短い課題 A:
エントリーの先頭から「x=393 y=218」を含む行までを、両端も含めて、1行を1つの文字列とするJSONリストに変えること。空行は入れない。
◇ ◇ ◇ ◇ ◇ ◇ ◇
公開映画情報を中心に、映画評、トピックスやキャンペーン、試写会情報などを紹介します。

ひとしねま

川原井利奈

映画も映画館も、ところ変われば……でさまざま。日本の配給会社に勤めた後でロンドンに移住、現地でも映画館で働いた筆者が、日英の映画事情をつづる。
 

ドリンクは座席までお届け

ロンドンのインディペンデント系映画館における、コンセッション(売店)の充実ぶりはハンパない。各種カクテル、高級ワインなどがそろって本格的なバー並みだし、ピザやホットドッグなど軽食のメニューも豊富。オーダーすれば座席まで届けてくれる。
 
手元に届くまでに映画が始まってしまうのではないか? アルコールを摂取したらトイレに行きたくならないのか? 答えは、映画の本編が始まる前にたっぷり時間があるし、始まってしまってもオーダーはスクリーンに届けられる。そして、トイレには行きたくなるし、行く。
◇ ◇ ◇ ◇ ◇ ◇ ◇
短い課題 B:
ロンドンの映画館についての読解文によると、インディペンデント系映画館の売店でオーダーした品はどこまで届けてもらえるか。

資料:
◇ ◇ ◇ ◇ ◇ ◇ ◇
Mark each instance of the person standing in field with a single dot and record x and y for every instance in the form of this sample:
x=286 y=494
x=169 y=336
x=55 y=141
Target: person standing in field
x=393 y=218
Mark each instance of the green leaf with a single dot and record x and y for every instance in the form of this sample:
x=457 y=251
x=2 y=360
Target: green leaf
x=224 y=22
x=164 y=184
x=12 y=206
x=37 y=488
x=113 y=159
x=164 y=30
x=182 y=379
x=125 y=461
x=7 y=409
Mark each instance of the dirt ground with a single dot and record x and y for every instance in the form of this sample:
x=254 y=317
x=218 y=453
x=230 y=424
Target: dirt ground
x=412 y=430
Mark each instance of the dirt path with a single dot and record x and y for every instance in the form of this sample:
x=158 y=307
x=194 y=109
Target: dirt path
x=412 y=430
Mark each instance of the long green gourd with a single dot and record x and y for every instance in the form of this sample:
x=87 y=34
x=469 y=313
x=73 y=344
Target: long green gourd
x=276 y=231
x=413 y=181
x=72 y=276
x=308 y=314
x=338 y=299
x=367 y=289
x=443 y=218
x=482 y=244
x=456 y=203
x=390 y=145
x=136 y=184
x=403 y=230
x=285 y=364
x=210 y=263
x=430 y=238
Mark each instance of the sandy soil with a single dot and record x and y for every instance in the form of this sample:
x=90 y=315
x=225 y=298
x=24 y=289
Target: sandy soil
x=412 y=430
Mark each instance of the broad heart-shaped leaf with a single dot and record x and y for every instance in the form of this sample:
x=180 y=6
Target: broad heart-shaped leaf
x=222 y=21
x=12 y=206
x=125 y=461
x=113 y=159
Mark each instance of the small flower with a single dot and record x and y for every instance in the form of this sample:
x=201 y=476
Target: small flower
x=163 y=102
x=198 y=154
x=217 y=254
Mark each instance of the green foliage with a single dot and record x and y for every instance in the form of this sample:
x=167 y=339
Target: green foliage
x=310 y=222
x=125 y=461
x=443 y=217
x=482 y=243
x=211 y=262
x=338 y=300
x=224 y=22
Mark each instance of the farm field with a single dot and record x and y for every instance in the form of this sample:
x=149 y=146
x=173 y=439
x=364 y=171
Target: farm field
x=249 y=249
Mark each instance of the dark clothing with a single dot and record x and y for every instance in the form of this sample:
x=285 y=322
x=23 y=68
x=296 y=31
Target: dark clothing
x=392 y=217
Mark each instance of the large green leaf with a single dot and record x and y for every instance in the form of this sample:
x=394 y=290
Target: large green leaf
◇ ◇ ◇ ◇ ◇ ◇ ◇
課題の結果 A:
[
  "Mark each instance of the person standing in field with a single dot and record x and y for every instance in the form of this sample:",
  "x=286 y=494",
  "x=169 y=336",
  "x=55 y=141",
  "Target: person standing in field",
  "x=393 y=218"
]

課題の結果 B:
座席まで届けてもらえる。